Consignes.
(a) Quelles sociétés la testatrice institue-t-elle héritières de ses biens non légués dans l'arrêt ?
(b) Les affirmations suivantes concordent-elles avec l'arrêt ? Répondez par oui ou non et citez les mots décisifs.
(i) Irène Sessbrugger était de nationalité suisse.
(ii) Le bâtiment locatif de Vevey est estimé à 1'000'000 fr.
(iii) Le droit viager d'habitation grève l'appartement du rez-de-chaussée de la villa.
(c) Donnez la suite de l'arrêt sur la succession d'Irène Sessbrugger, à partir de la clause testamentaire qui le termine.

Extrait.
Sammlung der Entscheidungen des Schweizerischen Bundesgerichts
Collection des arrêts du Tribunal fédéral suisse
Raccolta delle decisioni del Tribunale federale svizzero

BGE 101 IB 379



101 Ib 379

65. Arrêt du 2 mai 1975 dans la cause Division fédérale de la justice
contre Société protectrice contre la cruauté envers les animaux et
Deutscher Tierschutzbund Regeste

    Erwerb von Grundstücken durch Personen im Ausland.

    1. Die eingesetzten Erben mit Wohnsitz oder Sitz im Ausland bedürfen
einer Bewilligung, um inländische Grundstücke im Rahmen des Erbganges
erwerben zu können (Erw. 1).

    2. Wirkungen der Verweigerung der Bewilligung auf die Erbeinsetzung
(Erw. 2).

Sachverhalt

    A.- De nationalité allemande mais domiciliée à La Tour-de-Peilz,
Irène Sessbrugger est décédée le 15 mars 1972. Par testament public du
6 mars 1972, elle a fait des legs en espèces à de nombreuses personnes
et institué héritiers de tous ses biens non légués, de quelque nature
qu'ils soient et où qu'ils se trouvent, les trois sociétés suivantes:
   a) Société suisse pour la protection des animaux, section vaudoise;

    b) Société protectrice contre la cruauté envers les animaux,
à Anderlecht/Bruxelles;
   c) Deutscher Tierschutzbund, à Mayence.

    Parmi ses biens se trouvent notamment deux immeubles situés en Suisse,
savoir une villa locative de 4 appartements sise à La Tour-de-Peilz,
estimée à 500'000 fr., et un bâtiment locatif sis à Vevey, estimé à
1'000'000 fr. La testatrice a grevé l'appartement du rez-de-chaussée de la
villa d'un droit viager d'habitation en faveur d'une nièce et d'un couple
ami. Elle a en outre précisé: "La fortune constituée par des immeubles,
à mon décès, devra être maintenue en biens immobiliers pendant trente
ans dès mon décès."

Matériel.
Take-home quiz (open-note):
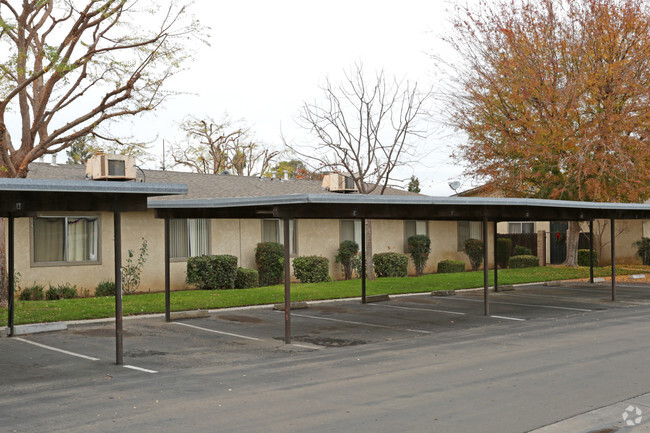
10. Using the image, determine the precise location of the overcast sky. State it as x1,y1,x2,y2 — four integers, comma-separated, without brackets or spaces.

Corrigé.
(a)
a) Société suisse pour la protection des animaux, section vaudoise
b) Société protectrice contre la cruauté envers les animaux, à Anderlecht/Bruxelles
c) Deutscher Tierschutzbund, à Mayence

(b)
(i) Non : « De nationalité allemande mais domiciliée à La Tour-de-Peilz »
(ii) Oui : « un bâtiment locatif sis à Vevey, estimé à 1'000'000 fr. »
(iii) Oui : « La testatrice a grevé l'appartement du rez-de-chaussée de la villa d'un droit viager d'habitation »

(c)
    B.- Sur requête du 28 août 1974, présentée par l'exécuteur
testamentaire de la succession, la Commission foncière II du canton de Vaud
a accordé l'autorisation de faire inscrire au registre foncier les parts de
propriété des deux sociétés étrangères sur les immeubles successoraux en
l'assortissant toutefois de la charge, à mentionner d'office au registre
foncier, de revendre les immeubles dans le délai d'un an dès le 15 mars
2002. Elle se référait à un arrêt de la Commission cantonale de recours
en matière foncière, selon lequel une réglementation temporaire telle
que celle de l'arrêté fédéral du 23 mars 1961 ne doit pas faire obstacle
aux règles ordinaires du droit successoral, lorsque le testateur n'a pas
entendu éluder la législation restreignant l'acquisition d'immeubles par
des personnes domiciliées à l'étranger.

    Saisie d'un recours de la Division fédérale de la justice, la
Commission cantonale de recours en matière foncière l'a rejeté le 28
novembre 1974, en confirmant la décision de l'autorité inférieure.

    C.- Agissant par la voie du recours de droit administratif, la
Division fédérale de la justice requiert le Tribunal fédéral d'annuler
la décision de la Commission cantonale de recours du 28 novembre 1974,
de rejeter la requête et de refuser l'autorisation.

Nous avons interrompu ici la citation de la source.